STATED GOAL 1 - Collect every line in the rows below that contains the word "milk", copying each one.

SIR CHARLES W. DILKE

Before I come to the somewhat impassioned oration which has just been concluded, I shall have to notice the remarks which fell from the hon. Member for Portsmouth (Sir H. Drummond Wolff) earlier in the debate. To the speech we have just heard, I will only make this reference before I examine it in detail. The hon. Member, in his remarkable speech, as to which I might say, as the hon. Member said of the Government policy in Ireland, "that we have done it all ourselves," that as regards the conduct of foreign affairs on the Conservative side of the House, the hon. Member has done it all himself. He asks us to disprove his facts. I fear I may detain the House some little time in an examination of many of the hon. Member's facts; but there are one or two of them which I wish to take the earliest opportunity of alluding to. Some of them are startling, as those which relate to the state of Ireland, to which I will not myself refer. For instance, that which he made to the effect that the present Government repealed the Protection of Person and Property Acts, which were in existence when they came into Office.

MR. ASHMEAD-BARTLETT

That was a mere slip.

LISTED ENTRIES -

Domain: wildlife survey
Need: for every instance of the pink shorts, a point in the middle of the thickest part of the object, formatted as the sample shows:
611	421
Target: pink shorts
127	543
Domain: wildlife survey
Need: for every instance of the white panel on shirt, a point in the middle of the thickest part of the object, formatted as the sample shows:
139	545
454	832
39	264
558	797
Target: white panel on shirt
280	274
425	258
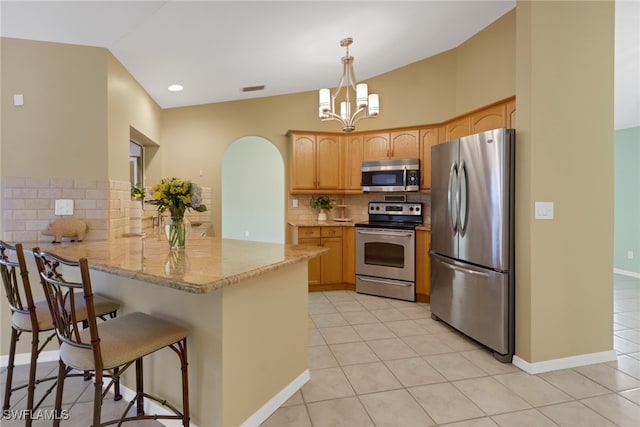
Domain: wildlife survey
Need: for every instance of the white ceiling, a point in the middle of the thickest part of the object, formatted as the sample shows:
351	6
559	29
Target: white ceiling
215	48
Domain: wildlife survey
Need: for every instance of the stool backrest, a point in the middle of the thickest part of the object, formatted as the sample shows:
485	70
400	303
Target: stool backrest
63	301
18	292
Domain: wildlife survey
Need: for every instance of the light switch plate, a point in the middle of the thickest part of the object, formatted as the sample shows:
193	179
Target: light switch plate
544	210
64	207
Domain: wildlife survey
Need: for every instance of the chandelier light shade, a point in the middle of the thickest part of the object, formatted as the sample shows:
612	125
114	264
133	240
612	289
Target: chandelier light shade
366	105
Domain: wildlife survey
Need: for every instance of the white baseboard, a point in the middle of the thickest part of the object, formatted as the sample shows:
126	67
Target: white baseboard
276	401
626	273
25	358
565	362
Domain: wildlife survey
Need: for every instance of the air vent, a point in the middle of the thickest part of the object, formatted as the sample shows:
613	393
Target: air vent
252	88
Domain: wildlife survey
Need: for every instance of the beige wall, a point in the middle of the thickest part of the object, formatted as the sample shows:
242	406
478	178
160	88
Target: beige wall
128	106
545	52
61	131
194	138
564	94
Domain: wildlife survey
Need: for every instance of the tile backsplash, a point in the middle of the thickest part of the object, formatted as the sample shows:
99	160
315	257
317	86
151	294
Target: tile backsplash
105	206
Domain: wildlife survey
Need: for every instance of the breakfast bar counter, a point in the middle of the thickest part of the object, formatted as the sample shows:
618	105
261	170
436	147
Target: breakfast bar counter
244	303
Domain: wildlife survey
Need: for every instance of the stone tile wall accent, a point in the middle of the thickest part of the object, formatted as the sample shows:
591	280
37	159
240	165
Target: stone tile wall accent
28	206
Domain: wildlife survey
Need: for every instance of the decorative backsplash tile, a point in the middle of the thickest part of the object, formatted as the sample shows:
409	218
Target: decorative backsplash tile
356	206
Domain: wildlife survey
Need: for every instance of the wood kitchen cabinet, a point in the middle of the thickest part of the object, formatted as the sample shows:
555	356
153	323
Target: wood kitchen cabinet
428	138
326	271
493	117
315	163
376	146
404	144
332	162
398	144
423	266
511	113
455	129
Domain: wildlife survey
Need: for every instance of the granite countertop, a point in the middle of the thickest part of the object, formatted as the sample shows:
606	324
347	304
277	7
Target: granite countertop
207	264
315	223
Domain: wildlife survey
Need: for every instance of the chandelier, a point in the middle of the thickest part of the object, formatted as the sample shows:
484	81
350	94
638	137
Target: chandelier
366	106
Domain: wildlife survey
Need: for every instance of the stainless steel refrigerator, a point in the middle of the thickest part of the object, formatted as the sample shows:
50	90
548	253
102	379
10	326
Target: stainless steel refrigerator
472	238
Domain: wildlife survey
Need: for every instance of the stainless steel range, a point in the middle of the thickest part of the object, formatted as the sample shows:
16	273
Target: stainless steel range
386	250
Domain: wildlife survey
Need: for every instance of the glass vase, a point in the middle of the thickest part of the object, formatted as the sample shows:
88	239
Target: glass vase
177	229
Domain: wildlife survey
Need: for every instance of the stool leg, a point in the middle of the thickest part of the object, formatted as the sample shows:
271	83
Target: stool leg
97	398
62	373
31	388
10	366
139	387
185	382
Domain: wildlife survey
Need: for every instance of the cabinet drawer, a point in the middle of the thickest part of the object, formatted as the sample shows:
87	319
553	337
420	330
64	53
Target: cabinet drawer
308	232
331	231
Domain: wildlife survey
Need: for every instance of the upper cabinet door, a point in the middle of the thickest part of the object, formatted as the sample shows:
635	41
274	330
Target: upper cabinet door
405	144
489	119
428	138
328	162
303	162
353	153
456	129
376	146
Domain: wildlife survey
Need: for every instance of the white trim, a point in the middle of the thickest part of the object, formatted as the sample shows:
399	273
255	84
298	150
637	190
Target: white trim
627	273
276	401
565	362
25	358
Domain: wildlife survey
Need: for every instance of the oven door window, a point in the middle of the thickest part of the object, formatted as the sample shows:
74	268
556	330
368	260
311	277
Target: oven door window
384	254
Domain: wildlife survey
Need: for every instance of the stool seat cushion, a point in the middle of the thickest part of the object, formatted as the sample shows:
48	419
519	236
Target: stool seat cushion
123	339
22	321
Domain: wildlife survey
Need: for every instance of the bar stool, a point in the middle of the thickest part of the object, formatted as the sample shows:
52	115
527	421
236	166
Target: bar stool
112	346
33	317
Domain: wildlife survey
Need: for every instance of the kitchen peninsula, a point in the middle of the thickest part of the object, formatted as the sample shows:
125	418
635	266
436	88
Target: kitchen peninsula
245	304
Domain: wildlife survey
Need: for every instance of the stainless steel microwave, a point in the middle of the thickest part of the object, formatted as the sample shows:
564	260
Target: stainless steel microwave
391	175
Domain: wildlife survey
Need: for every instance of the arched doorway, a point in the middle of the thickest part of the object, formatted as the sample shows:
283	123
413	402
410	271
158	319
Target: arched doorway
253	191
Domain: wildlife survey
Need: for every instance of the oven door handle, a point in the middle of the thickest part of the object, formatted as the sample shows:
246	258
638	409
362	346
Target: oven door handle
386	233
385	282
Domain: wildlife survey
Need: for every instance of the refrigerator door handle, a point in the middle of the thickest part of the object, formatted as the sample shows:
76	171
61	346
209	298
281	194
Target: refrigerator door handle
404	177
452	199
463	202
464	270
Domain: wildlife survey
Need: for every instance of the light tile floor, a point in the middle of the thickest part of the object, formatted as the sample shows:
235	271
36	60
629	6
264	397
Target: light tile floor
386	363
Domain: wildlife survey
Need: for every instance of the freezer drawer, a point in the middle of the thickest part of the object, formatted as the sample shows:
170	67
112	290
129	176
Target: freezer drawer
474	300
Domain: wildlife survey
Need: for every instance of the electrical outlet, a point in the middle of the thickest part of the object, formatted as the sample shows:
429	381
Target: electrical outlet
544	210
63	207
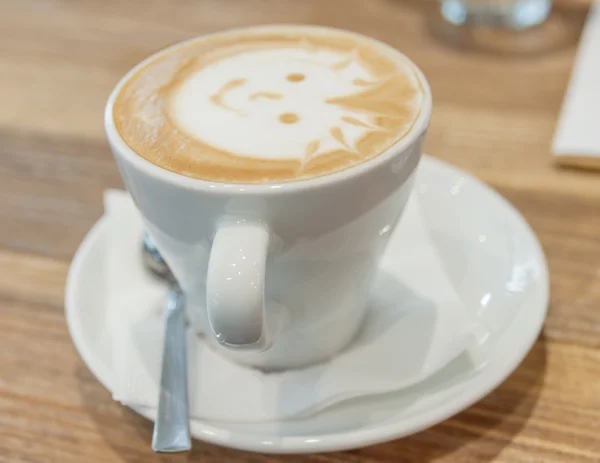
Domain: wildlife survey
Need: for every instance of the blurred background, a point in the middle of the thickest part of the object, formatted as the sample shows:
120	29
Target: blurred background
498	94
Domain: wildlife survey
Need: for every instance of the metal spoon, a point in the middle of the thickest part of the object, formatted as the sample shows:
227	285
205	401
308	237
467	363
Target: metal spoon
172	426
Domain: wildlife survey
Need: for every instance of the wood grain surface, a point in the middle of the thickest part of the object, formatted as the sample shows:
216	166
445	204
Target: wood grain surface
494	116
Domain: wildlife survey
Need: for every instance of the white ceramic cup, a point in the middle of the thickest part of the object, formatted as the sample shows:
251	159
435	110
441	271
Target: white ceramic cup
279	273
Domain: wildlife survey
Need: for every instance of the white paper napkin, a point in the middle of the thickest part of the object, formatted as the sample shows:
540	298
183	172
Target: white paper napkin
416	325
577	139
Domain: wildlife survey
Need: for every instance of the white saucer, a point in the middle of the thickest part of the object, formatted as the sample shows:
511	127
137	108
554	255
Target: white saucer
499	270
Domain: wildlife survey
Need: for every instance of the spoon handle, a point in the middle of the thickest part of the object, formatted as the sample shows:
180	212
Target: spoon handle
172	426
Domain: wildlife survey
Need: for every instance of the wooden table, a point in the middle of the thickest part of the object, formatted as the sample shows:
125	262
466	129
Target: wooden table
494	116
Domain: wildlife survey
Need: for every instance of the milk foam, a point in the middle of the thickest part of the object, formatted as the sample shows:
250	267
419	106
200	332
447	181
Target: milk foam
266	105
237	104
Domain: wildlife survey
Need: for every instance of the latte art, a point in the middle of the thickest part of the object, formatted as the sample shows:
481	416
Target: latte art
269	104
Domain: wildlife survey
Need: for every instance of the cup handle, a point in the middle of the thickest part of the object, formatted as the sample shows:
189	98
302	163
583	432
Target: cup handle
235	286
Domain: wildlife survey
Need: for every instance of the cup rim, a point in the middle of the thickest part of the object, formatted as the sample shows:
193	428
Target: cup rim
215	187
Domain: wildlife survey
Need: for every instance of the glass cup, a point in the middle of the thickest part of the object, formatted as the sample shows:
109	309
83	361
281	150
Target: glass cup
509	14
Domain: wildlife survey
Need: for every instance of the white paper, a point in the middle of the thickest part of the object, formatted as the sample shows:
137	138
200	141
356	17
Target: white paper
577	138
416	325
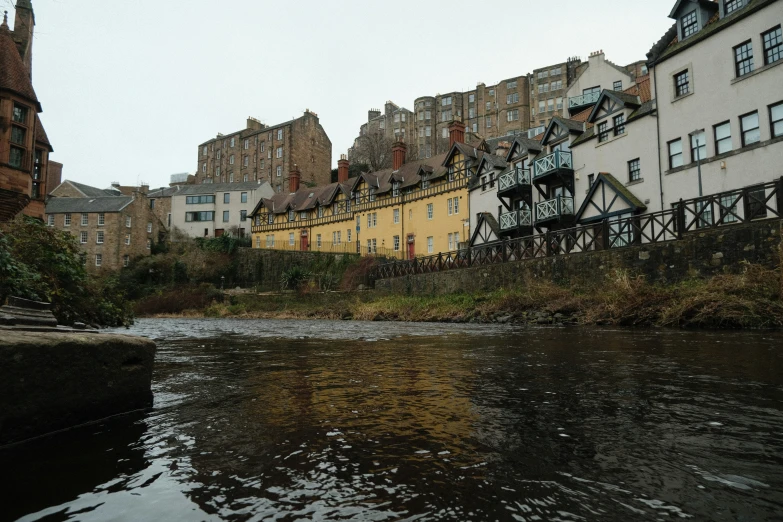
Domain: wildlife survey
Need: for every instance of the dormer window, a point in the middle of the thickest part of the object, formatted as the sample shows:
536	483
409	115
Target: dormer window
689	24
729	6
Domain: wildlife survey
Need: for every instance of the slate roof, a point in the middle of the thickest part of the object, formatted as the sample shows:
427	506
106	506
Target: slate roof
14	75
213	188
88	205
669	44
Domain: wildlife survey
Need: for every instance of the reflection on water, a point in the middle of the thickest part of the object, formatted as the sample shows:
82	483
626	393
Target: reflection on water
270	420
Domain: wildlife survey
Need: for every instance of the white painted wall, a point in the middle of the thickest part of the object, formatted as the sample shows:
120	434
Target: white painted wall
718	96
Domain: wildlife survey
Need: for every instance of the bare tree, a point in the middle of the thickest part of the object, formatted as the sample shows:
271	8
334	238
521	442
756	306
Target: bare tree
374	149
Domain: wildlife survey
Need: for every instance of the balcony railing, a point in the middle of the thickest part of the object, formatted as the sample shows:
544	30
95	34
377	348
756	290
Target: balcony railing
557	160
554	208
513	179
516	219
585	99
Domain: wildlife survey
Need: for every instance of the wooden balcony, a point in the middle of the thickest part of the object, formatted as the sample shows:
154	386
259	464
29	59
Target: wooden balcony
514	182
559	210
516	221
556	166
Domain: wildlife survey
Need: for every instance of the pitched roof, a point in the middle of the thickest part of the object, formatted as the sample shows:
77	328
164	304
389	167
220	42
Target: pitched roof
212	188
14	75
87	205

STATED GOAL 2 - Carry on the parliamentary debate above, starting right after its last line.

WRITTEN ANSWER 1 -
Need: for every instance of the milk foam, a point in the middle of the thickest part of the object, formatted as the sample shows:
Target: milk foam

WRITTEN ANSWER 2 -
SIR CHARLES W. DILKE

Oh, a mere slip. I think there were a large number of mere slips of that kind in the hon. Member's speech. Perhaps that, again, is a mere slip as to the number of outrages during the Famine years; for if the hon. Member will look to the outrages in 1833 and 1834, he will see that the total, especially of murders, exceeds in an extraordinary degree the figures he read to the House. For instance, there were 163 murders in 1833.

MR. ASHMEAD-BARTLETT

What is the total?

SIR CHARLES W. DILKE

The outrages were differently computed at that time, and it is impossible to say. Amongst his facts on foreign affairs, which the hon. Member asked the Government to disprove, are those relating to the mission of the right hon. Member for Ripon (Mr. Goschen) to Berlin. I have had much experience of the hon. Member, and I have really ceased to expect that he will believe anything that I say.

MR. ASHMEAD-BARTLETT

I did not say the right hon. Member for Ripon went on a mission on his second visit. I said his first visit could not have been denied to be a mission. I said his second visit was of a private character; but that it certainly resulted in negotiations, formal or informal, official or unofficially.

SIR CHARLES W. DILKE

Yes; he said the right hon. Member for Ripon went to Berlin for the purpose of holding unofficial negotiations.

MR. ASHMEAD-BARTLETT

No, no.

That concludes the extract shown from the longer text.